=== EXERCISE MATERIAL ===
┌──

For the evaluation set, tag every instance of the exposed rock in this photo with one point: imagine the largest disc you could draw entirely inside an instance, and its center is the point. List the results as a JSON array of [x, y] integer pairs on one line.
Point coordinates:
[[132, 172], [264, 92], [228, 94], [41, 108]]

└──
┌──

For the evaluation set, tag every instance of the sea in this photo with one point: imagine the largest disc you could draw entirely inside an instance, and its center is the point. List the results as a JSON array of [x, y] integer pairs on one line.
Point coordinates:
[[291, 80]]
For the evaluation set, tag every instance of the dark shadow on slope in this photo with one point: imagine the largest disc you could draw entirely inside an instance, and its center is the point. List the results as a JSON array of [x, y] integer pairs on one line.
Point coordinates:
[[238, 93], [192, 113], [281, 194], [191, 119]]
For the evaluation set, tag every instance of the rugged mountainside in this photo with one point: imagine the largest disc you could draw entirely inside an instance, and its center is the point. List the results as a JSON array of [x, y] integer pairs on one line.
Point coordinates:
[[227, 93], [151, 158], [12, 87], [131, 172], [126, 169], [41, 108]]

└──

=== INSTRUCTION ===
Can you print the entries above word for word, from the line containing "For the evaluation set, tag every instance of the exposed" through the line containing "[[132, 172], [264, 92], [228, 94], [41, 108]]"?

=== COMPLETE OUTPUT ===
For the evaluation set, tag every instance of the exposed rock in this photo with one point: imagine the largest disc you could draw entirely inside an instance, and its center is the point. List the results as a JSON array of [x, y] integer pairs on one line.
Point coordinates:
[[132, 172], [264, 92], [228, 94], [41, 108]]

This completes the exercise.